EXCERPT =

Showing posts with label WDL. Show all posts
Showing posts with label WDL. Show all posts

Wednesday, June 7, 2017

This Is Murder by Erle Stanley Gardner (WDL, 1960)


Sam Moraine, businessman, poker player and friend of the D.A. agreed as a lark to act as go-between in a kidnapping case.  Following instructions, he went to the boat, delivered $10,000 in old bills and received in exchange a bundle of blonde dynamite named Ann Hartwell.

As they reached the mooring float, they were met by the beam of a flashlight and a man's voice saying:

"You're under arrest, both of you.  Get your hands up in the air and keep them that way."

It was the Federal boys, and when they'd finished working him over, Sam thought the case was finished.

But it was only beginning.  What had started out as a simple adventure turned into a boiling mess of crooked politicians, double-crossing cops, ex-cons, a certain lady of elegant if easy virtue - and MURDER!
 Of course it did.

This is one of Gardner's earlier novels (first published in 1935 under the name of Charles J. Kenny) and not part of any of his series.   He'd been writing for nearly fifteen years before that, however, and he'd honed his craft publishing in magazines such as Black Mask and Detective Fiction Weekly.  In other words, he was already a slick and professional crime writer by the time this entertaining yarn was first released.

Tuesday, July 19, 2016

Madame Bovary by Gustave Flaubert (WDL Books, 1959)

Found in a dusty corner of "The Green Shed:

 

In 1857 when Madame Bovary was first published, the detailed realism of its love scenes shocked and horrified the entire populace of France; and Gustave Flaubert, its author, was made to stand trial for "immorality".

WHAT YOU WILL DO =
- 1) In the book posts, under what name was This Is Murder first published in 1935?
- 2) Please reproduce the part of the book posts starting at "This Is Murder" and ending at "course it did.", word for word.

ITEMS =

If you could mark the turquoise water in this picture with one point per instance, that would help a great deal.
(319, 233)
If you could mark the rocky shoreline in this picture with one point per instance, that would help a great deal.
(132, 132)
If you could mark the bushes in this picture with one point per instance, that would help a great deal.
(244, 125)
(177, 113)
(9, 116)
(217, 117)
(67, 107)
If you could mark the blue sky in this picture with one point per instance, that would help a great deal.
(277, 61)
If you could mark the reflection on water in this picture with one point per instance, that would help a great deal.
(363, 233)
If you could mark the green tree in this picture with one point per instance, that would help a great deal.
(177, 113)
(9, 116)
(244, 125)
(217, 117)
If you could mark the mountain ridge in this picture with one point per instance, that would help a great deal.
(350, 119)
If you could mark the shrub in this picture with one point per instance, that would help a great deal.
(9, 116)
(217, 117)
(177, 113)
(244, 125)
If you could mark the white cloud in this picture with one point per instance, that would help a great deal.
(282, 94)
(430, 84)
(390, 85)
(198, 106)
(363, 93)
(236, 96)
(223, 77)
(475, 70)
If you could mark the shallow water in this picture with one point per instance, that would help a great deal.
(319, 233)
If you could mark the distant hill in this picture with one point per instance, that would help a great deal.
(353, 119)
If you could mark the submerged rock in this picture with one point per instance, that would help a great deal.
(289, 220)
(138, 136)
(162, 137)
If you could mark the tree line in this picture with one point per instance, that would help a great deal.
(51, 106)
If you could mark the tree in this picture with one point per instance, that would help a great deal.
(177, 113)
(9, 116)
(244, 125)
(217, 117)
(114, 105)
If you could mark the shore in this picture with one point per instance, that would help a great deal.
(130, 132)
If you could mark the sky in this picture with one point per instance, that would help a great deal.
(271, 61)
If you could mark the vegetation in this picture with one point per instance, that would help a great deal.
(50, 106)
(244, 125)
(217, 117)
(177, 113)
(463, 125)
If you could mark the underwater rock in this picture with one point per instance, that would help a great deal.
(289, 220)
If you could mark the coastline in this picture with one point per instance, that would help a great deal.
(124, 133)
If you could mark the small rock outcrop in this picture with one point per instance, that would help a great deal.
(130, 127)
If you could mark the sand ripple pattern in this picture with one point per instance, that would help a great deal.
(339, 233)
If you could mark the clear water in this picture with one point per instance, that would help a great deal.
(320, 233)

COMPLETED EXERCISE =
- 1) Charles J. Kenny

- 2)
This Is Murder by Erle Stanley Gardner (WDL, 1960)


Sam Moraine, businessman, poker player and friend of the D.A. agreed as a lark to act as go-between in a kidnapping case.  Following instructions, he went to the boat, delivered $10,000 in old bills and received in exchange a bundle of blonde dynamite named Ann Hartwell.

As they reached the mooring float, they were met by the beam of a flashlight and a man's voice saying:

"You're under arrest, both of you.  Get your hands up in the air and keep them that way."

It was the Federal boys, and when they'd finished working him over, Sam thought the case was finished.

But it was only beginning.  What had started out as a simple adventure turned into a boiling mess of crooked politicians, double-crossing cops, ex-cons, a certain lady of elegant if easy virtue - and MURDER!
 Of course it did.